- _Excerpt provided_:
7.9.8 Type Inheritance

Inheritance of types is another way of saying that the derived type guarantees support for all of the type contracts of the base type. In addition, the derived type usually provides additional functionality or specialized behavior. A type inherits from a base type by implementing the type contract of the base type. An interface type inherits from zero or more other interfaces. Value types do not inherit, although the associated boxed type is an object type and hence inherits from other types

The derived class type shall support all of the supported interfaces contracts, class contracts, event contracts, method contracts, and property contracts of its base type. In addition, all of the locations defined by the base type are also defined in the derived type. The inheritance rules guarantee that code that was compiled to work with a value of a base type will still work when passed a value of the derived type. Because of this, a derived type also inherits the implementations of the base type. The derived type may extend, override, and/or hide these implementations.

7.9.9 Object Type Inheritance

With the sole exception of System.Object, which does not inherit from any other object type, all object types shall either explicitly or implicitly declare support for (inherit from) exactly one other object type. The graph of the inherits-relation shall form a singly rooted tree with System.Object at the base, i.e. all object types eventually inherit from the type System.Object.

An object type declares it shall not be used as a base type (be inherited from) by declaring that it is a sealed type.

CLS Rule 23:. System.Object is CLS-compliant. Any other CLS-compliant class shall inherit from a CLS-compliant class.

Arrays are object types and as such inherit from other object types. Since arrays object types are manufactured by the VES, the inheritance of arrays is fixed. See clause 7.9.1.

7.9.10 Value Type Inheritance

Value Types, in their unboxed form, do not inherit from any type. Boxed value types shall inherit directly from System.ValueType unless they are enumerations, in which case they shall inherit from System.Enum. Boxed value types shall be sealed.

Logically, the boxed type corresponding to a value type

· Is an object type.

· Will specify which object type is its base type, i.e. the object type from which it inherits.

· Will have a base type that has no fields defined.

· Will be sealed to avoid dealing with the complications of value slicing

The more restrictive rules specified here allow for more efficient implementation without severely compromising functionality.

7.9.11 Interface Type Inheritance

Interface types may inherit from multiple interface types, i.e. an interface contract may list other interface contracts that shall also be supported. Any type that implements support for an interface type shall also implement support for all of the inherited interface types. This is different from object type inheritance in two ways.

· Object types form a single inheritance tree; interface types do not.

· Object type inheritance specifies how implementations are inherited; interface type inheritance does not, since interfaces do not define implementation. Interface type inheritance specifies additional contracts that an implementing object type shall support.

To highlight the last difference, consider an interface, IFoo, that has a single method. An interface, IBar, which inherits from it is requiring that any object type that supports IBar also support IFoo. It does not say anything about which methods IBar itself will have.

- _What is required_: Write the next part of the type inheritance excerpt, starting right after its last sentence.

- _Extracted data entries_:
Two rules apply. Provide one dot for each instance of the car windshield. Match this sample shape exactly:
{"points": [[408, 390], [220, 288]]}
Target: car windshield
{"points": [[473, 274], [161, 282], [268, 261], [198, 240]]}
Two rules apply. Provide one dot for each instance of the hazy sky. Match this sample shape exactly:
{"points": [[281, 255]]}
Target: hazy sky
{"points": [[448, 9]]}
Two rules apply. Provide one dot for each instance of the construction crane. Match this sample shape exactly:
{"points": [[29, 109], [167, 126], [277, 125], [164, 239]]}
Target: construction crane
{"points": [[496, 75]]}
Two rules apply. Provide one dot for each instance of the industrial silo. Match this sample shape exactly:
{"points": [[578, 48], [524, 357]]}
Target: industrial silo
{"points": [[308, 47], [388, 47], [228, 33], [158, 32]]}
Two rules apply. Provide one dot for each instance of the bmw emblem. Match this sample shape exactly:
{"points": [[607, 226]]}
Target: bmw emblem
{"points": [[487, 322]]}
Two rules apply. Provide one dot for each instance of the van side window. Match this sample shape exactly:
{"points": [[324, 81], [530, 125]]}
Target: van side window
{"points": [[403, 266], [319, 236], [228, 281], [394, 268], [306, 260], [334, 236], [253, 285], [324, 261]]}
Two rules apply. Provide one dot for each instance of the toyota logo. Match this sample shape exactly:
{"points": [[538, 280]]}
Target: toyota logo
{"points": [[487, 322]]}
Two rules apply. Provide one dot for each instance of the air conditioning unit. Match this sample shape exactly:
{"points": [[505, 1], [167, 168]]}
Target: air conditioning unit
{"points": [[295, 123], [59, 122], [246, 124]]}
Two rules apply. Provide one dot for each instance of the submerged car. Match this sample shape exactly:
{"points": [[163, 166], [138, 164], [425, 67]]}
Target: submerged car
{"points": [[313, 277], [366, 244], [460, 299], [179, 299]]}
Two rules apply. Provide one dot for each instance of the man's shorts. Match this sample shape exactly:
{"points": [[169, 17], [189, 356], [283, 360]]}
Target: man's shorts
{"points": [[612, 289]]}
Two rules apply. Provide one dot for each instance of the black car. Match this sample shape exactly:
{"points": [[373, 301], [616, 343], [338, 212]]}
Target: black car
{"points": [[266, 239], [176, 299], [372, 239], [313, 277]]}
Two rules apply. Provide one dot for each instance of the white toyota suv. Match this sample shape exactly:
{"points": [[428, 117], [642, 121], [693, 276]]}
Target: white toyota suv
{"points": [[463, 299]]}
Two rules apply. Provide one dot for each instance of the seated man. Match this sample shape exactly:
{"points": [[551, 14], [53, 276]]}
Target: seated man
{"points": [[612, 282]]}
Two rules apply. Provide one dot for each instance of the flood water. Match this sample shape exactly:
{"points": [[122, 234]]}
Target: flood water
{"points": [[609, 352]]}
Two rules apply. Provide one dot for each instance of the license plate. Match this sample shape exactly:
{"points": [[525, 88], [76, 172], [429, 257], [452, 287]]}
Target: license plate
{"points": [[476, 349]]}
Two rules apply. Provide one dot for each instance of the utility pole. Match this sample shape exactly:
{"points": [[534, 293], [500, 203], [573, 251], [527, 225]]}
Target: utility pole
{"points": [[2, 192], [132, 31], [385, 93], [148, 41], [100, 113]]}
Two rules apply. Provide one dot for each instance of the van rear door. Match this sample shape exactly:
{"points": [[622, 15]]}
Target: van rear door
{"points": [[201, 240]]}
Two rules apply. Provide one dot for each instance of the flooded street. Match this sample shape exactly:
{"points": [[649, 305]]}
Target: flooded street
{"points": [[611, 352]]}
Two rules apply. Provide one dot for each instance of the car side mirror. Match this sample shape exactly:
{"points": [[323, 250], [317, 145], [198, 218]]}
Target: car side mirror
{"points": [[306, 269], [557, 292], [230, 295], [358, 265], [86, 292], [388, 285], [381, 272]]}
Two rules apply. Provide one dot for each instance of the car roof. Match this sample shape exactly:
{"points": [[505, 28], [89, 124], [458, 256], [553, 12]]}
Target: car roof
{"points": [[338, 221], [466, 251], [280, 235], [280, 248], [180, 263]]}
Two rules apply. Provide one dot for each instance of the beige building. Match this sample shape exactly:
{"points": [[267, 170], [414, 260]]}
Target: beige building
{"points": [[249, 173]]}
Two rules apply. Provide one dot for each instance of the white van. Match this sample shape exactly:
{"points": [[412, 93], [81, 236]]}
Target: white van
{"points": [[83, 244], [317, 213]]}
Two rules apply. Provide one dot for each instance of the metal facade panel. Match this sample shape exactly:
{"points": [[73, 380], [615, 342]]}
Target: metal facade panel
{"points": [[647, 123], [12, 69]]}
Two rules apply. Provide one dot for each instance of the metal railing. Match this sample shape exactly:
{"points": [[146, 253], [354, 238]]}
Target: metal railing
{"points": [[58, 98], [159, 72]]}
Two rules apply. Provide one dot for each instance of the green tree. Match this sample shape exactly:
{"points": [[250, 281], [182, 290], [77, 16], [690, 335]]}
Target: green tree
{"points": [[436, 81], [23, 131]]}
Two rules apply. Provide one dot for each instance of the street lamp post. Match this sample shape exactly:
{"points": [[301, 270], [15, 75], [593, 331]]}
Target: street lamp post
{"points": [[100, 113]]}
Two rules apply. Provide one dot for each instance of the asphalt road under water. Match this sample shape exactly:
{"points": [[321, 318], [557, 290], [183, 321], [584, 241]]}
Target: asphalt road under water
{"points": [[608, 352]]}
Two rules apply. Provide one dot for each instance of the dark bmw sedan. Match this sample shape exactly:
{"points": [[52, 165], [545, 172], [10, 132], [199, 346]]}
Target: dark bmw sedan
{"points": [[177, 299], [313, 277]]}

- _Final result_:
7.10 Member Inheritance

Only object types may inherit implementations, hence only object types may inherit members (see clause 7.9.8_cor_Type_Inheritance). Interface types, while they do inherit from other interface types, only inherit the requirement to implement method contracts, never fields or method implementations.

7.10.1 Field Inheritance

A derived object type inherits all of the non-static fields of its base object type. This allows instances of the derived type to be used wherever instances of the base type are expected (the shapes, or layouts, of the instances will be the same). Static fields are not inherited. Just because a field exists does not mean that it may be read or written. The type visibility, field accessibility, and security attributes of the field definition (see clause 7.5.3_cor_Visibility_of_Names) determine if a field is accessible to the derived object type.

7.10.2 Method Inheritance

A derived object type inherits all of the instance and virtual methods of its base object type. It does not inherit constructors or static methods. Just because a method exists does not mean that it may be invoked. It shall be accessible via the typed reference that is being used by the referencing code. The type visibility, method accessibility, and security attributes of the method definition (see clause 7.5.3_cor_Visibility_of_Names) determine if a method is accessible to the derived object type.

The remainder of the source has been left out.